__Exercise__:
Write down each entry again, exactly as it reads.

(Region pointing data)
------

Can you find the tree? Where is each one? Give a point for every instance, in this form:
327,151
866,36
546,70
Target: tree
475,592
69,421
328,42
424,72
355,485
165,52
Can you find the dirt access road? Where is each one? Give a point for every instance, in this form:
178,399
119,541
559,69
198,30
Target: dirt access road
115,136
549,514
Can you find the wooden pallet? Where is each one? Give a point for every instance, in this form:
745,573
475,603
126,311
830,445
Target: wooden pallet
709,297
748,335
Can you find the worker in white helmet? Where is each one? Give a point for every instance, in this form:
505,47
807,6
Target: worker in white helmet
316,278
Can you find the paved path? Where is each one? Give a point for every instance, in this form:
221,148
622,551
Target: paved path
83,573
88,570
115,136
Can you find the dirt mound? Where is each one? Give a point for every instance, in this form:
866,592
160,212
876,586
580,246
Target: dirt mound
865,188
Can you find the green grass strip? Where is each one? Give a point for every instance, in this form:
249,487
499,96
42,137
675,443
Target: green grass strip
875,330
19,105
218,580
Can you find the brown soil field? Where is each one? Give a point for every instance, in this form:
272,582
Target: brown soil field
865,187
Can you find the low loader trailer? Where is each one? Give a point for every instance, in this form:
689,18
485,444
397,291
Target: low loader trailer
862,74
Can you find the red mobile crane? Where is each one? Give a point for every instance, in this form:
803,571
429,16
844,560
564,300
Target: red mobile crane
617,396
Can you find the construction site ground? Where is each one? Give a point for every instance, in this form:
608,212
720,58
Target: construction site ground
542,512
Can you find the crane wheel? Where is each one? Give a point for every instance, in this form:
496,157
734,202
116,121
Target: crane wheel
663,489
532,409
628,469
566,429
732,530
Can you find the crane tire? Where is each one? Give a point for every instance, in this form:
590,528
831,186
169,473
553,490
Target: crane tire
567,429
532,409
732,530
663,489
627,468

------

__Answer to this exercise__:
Can you find the tree? Where is each one? Give a point for every instance, in this form:
327,151
866,36
546,70
Target: tree
475,592
69,421
328,42
424,72
355,485
165,52
Can you find the dirt access road? Where is each one? Give a point for every instance, in this form:
178,399
119,541
559,69
198,30
Target: dirt access road
115,136
549,514
Can you find the wooden pallet? Where is each one? Give a point for every instance, in this form:
745,573
475,603
126,311
830,445
Target: wooden pallet
709,297
748,335
Can you find the worker in white helmet? Where is each one? Give a point for every instance, in this form:
505,47
807,6
Target: worker in white helmet
316,278
Can you find the paved path? Where is each one? Give a point for every instance, in this form:
221,148
622,551
Target: paved path
83,573
88,570
115,136
Can you find the dirt mound? Where is each one? Give a point for every instance, in this form:
866,592
160,212
876,586
580,246
Target: dirt mound
865,188
Can you find the green grass strip? Where is each one? Give a point for every instance, in this form:
249,487
499,96
42,137
675,443
Target: green grass strip
875,330
19,105
218,580
Can you find the brown soil field? Where is each one? Give a point for every instance, in this form:
272,582
Target: brown soil field
865,187
Can you find the low loader trailer? Where is each one? Give a point for every instance, in this form:
689,18
485,444
397,291
Target: low loader trailer
862,74
Can you find the red mobile crane? Where is each one? Give a point for every instance, in this form:
803,571
429,16
844,560
564,300
Target: red mobile crane
617,396
Can you find the construction site ground? Where is each one? Give a point for every instance, in this form:
608,212
720,58
Target: construction site ground
542,512
Can you find the crane wheel? Where is each one? Give a point for every instance, in this form:
496,157
734,202
116,121
Target: crane wheel
663,489
532,409
628,469
566,429
732,530
Can you find the crane tire? Where is each one? Give a point for every instance, in this form:
590,528
831,186
169,473
553,490
Target: crane tire
567,429
532,409
732,530
663,489
627,468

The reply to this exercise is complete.